▶ **RECORDS PROVIDED**

════════════════════

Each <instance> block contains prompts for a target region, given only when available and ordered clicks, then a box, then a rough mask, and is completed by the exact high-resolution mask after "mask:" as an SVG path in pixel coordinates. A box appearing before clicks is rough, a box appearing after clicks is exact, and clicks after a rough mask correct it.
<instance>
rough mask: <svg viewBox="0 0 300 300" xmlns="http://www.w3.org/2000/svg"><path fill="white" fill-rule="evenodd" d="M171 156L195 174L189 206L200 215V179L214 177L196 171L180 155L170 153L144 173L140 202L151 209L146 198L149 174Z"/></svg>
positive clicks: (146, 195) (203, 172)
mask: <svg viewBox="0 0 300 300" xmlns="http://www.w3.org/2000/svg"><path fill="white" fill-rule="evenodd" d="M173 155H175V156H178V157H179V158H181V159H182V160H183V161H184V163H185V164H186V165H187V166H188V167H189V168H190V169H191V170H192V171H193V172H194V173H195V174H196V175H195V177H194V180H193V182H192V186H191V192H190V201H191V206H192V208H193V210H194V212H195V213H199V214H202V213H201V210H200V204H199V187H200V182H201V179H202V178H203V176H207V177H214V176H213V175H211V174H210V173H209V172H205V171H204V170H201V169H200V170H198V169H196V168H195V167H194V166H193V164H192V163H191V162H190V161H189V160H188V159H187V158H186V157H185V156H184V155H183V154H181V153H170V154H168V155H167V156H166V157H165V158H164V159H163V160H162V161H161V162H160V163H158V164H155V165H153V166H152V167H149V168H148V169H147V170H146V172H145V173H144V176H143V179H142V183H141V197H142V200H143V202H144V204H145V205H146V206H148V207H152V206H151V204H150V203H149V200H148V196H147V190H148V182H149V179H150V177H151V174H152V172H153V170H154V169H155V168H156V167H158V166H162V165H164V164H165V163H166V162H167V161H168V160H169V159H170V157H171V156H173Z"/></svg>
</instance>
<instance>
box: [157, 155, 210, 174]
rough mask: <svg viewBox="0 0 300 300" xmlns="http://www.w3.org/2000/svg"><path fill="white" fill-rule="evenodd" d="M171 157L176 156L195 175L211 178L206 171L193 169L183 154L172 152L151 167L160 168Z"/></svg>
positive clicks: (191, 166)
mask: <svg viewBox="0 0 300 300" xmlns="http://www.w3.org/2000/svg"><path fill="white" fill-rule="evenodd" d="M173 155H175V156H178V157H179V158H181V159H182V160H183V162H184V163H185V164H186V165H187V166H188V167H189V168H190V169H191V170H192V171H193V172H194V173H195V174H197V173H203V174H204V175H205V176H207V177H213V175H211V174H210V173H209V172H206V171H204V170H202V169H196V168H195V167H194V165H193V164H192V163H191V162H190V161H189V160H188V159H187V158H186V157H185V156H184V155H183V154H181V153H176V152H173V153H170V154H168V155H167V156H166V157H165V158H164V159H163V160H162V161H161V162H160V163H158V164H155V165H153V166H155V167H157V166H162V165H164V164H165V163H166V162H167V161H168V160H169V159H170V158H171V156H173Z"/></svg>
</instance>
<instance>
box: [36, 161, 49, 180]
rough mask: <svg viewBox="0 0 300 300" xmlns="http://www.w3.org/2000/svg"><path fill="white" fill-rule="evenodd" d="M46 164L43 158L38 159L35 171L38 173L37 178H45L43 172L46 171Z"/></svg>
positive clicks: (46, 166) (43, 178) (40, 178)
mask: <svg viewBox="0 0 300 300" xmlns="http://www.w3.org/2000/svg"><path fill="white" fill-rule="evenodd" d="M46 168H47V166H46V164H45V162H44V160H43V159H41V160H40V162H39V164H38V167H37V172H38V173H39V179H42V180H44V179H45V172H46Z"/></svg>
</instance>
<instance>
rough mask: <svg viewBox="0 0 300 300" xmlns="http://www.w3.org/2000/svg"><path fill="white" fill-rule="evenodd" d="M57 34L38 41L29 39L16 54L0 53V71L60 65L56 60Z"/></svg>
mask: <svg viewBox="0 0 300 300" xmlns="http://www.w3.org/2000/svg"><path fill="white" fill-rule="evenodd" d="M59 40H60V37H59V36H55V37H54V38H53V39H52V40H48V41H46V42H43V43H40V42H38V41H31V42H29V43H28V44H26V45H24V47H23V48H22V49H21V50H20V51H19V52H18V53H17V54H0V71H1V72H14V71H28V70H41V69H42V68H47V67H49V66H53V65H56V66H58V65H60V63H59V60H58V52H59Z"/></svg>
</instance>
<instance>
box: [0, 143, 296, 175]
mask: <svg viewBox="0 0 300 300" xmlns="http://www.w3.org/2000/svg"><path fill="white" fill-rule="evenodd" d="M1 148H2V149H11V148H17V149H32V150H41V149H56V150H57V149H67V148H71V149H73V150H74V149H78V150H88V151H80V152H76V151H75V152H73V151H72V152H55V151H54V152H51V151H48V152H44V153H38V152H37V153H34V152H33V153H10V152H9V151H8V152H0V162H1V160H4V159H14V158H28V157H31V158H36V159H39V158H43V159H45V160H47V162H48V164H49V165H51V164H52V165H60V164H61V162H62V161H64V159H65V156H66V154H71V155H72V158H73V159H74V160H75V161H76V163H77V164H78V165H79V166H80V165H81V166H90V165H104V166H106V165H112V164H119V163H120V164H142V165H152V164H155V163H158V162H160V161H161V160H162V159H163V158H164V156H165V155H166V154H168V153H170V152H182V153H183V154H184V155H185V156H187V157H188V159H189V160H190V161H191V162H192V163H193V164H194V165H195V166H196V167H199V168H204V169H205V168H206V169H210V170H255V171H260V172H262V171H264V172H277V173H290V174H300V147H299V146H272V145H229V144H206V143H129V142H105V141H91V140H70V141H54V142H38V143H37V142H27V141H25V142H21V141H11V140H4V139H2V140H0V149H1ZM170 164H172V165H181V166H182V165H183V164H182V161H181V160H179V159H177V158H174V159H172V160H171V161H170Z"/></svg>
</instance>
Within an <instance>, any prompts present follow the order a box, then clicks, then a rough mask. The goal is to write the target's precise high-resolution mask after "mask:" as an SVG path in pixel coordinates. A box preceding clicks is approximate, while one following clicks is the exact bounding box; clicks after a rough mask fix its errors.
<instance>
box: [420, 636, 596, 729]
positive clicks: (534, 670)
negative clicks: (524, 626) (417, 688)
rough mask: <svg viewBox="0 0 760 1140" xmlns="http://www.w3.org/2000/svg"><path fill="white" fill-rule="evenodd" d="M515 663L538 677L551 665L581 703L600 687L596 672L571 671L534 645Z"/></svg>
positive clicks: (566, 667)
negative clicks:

════════════════════

Every line above needs to be repeated exactly as shown.

▶ **WRITTEN SOLUTION**
Each <instance> block contains prompts for a target region, given only when available and ordered clicks, then a box, then a rough mask, and is completed by the exact high-resolution mask after "mask:" as an SVG path in pixel coordinates. A box appearing before clicks is rough, a box appearing after clicks is exact, and clicks after a rough mask correct it.
<instance>
rough mask: <svg viewBox="0 0 300 300" xmlns="http://www.w3.org/2000/svg"><path fill="white" fill-rule="evenodd" d="M171 156L195 174L189 206L200 215V179L214 177L196 171L180 155L170 153L144 173L140 202L151 209L146 198L149 174Z"/></svg>
positive clicks: (146, 195) (203, 172)
mask: <svg viewBox="0 0 300 300" xmlns="http://www.w3.org/2000/svg"><path fill="white" fill-rule="evenodd" d="M173 155H175V156H178V157H179V158H181V159H182V160H183V161H184V163H185V164H186V165H187V166H188V167H189V168H190V169H191V170H192V171H193V172H194V173H195V174H196V175H195V177H194V180H193V182H192V186H191V192H190V201H191V206H192V208H193V210H194V212H195V213H199V214H202V213H201V210H200V204H199V187H200V182H201V179H202V178H203V176H207V177H214V176H213V175H211V174H210V173H209V172H205V171H204V170H201V169H200V170H198V169H196V168H195V167H194V166H193V164H192V163H191V162H190V161H189V160H188V159H187V158H186V157H185V156H184V155H183V154H181V153H170V154H168V155H167V156H166V157H165V158H164V159H163V160H162V161H161V162H160V163H158V164H155V165H153V166H152V167H149V168H148V169H147V170H146V172H145V173H144V176H143V179H142V183H141V197H142V200H143V202H144V204H145V205H146V206H148V207H152V206H151V204H150V203H149V200H148V196H147V190H148V182H149V179H150V177H151V174H152V172H153V170H154V169H155V168H156V167H158V166H162V165H164V164H165V163H166V162H167V161H168V160H169V159H170V157H171V156H173Z"/></svg>
</instance>
<instance>
box: [157, 155, 210, 174]
rough mask: <svg viewBox="0 0 300 300" xmlns="http://www.w3.org/2000/svg"><path fill="white" fill-rule="evenodd" d="M171 157L176 156L195 175L211 178L206 171L193 169L183 154L172 152L151 167L160 168Z"/></svg>
positive clicks: (191, 166)
mask: <svg viewBox="0 0 300 300" xmlns="http://www.w3.org/2000/svg"><path fill="white" fill-rule="evenodd" d="M173 155H175V156H178V157H179V158H181V159H182V160H183V162H184V163H185V164H186V165H187V166H188V167H189V168H190V169H191V170H192V171H193V172H194V173H195V174H197V173H203V174H204V175H205V176H207V177H213V175H211V174H210V173H209V172H206V171H204V170H202V169H196V168H195V167H194V165H193V164H192V163H191V162H190V161H189V160H188V159H187V158H186V157H185V156H184V155H183V154H181V153H176V152H173V153H170V154H168V155H167V156H166V157H165V158H164V159H163V160H162V161H161V162H160V163H158V164H155V165H153V166H155V167H157V166H162V165H164V164H165V163H166V162H167V161H168V160H169V159H170V158H171V156H173Z"/></svg>
</instance>
<instance>
box: [36, 161, 49, 180]
rough mask: <svg viewBox="0 0 300 300" xmlns="http://www.w3.org/2000/svg"><path fill="white" fill-rule="evenodd" d="M46 164L43 158L38 159L35 171L38 173L37 178H45L43 172L46 171Z"/></svg>
positive clicks: (46, 166) (43, 178) (40, 178)
mask: <svg viewBox="0 0 300 300" xmlns="http://www.w3.org/2000/svg"><path fill="white" fill-rule="evenodd" d="M46 168H47V166H46V164H45V162H44V160H43V159H41V160H40V162H39V164H38V167H37V172H38V173H39V179H42V180H44V179H45V172H46Z"/></svg>
</instance>
<instance>
rough mask: <svg viewBox="0 0 300 300" xmlns="http://www.w3.org/2000/svg"><path fill="white" fill-rule="evenodd" d="M57 34L38 41L29 39L16 54L0 53V71L60 65L56 60Z"/></svg>
mask: <svg viewBox="0 0 300 300" xmlns="http://www.w3.org/2000/svg"><path fill="white" fill-rule="evenodd" d="M59 40H60V37H59V36H55V37H54V38H53V39H52V40H48V41H46V42H43V43H40V42H38V41H31V42H29V43H28V44H26V45H24V47H23V48H22V49H21V50H20V51H19V52H18V53H17V54H0V71H1V72H14V71H28V70H41V69H42V68H47V67H49V66H53V65H56V66H58V65H60V63H59V60H58V52H59Z"/></svg>
</instance>
<instance>
box: [0, 143, 296, 175]
mask: <svg viewBox="0 0 300 300" xmlns="http://www.w3.org/2000/svg"><path fill="white" fill-rule="evenodd" d="M1 148H2V149H11V148H17V149H32V150H41V149H56V150H57V149H67V148H71V149H73V150H74V149H78V150H88V151H80V152H76V151H75V152H73V151H72V152H55V151H54V152H51V151H48V152H44V153H38V152H37V153H34V152H33V153H10V152H9V151H8V152H0V162H1V160H4V159H14V158H28V157H31V158H36V159H39V158H43V159H45V160H47V162H48V164H49V165H51V164H52V165H60V164H61V162H62V161H64V159H65V156H66V154H71V155H72V158H73V159H74V160H75V161H76V163H77V164H78V165H79V166H80V165H81V166H90V165H104V166H106V165H112V164H119V163H120V164H142V165H152V164H155V163H158V162H160V161H161V160H162V159H163V158H164V156H165V155H166V154H168V153H170V152H182V153H183V154H184V155H185V156H187V157H188V159H189V160H190V161H191V162H192V163H193V164H194V165H195V166H196V167H199V168H204V169H205V168H206V169H210V170H255V171H260V172H262V171H264V172H277V173H290V174H300V147H299V146H272V145H229V144H206V143H129V142H105V141H91V140H70V141H54V142H38V143H37V142H27V141H25V142H21V141H11V140H4V139H2V140H0V149H1ZM170 164H172V165H181V166H182V165H183V164H182V161H181V160H179V159H177V158H174V159H172V160H171V161H170Z"/></svg>
</instance>
Within an <instance>, any prompts present follow the order a box, then clicks, then a rough mask. The goal is to write the target's precise high-resolution mask after "mask:" as an SVG path in pixel coordinates. A box preceding clicks is approximate, while one following clicks is the exact bounding box; clicks after a rough mask fix its errors.
<instance>
box: [420, 636, 596, 729]
positive clicks: (534, 670)
negative clicks: (524, 626) (417, 688)
rough mask: <svg viewBox="0 0 760 1140" xmlns="http://www.w3.org/2000/svg"><path fill="white" fill-rule="evenodd" d="M515 663L538 677L551 665L581 703L600 687L596 672L571 671L534 645Z"/></svg>
positive clicks: (566, 667)
negative clicks:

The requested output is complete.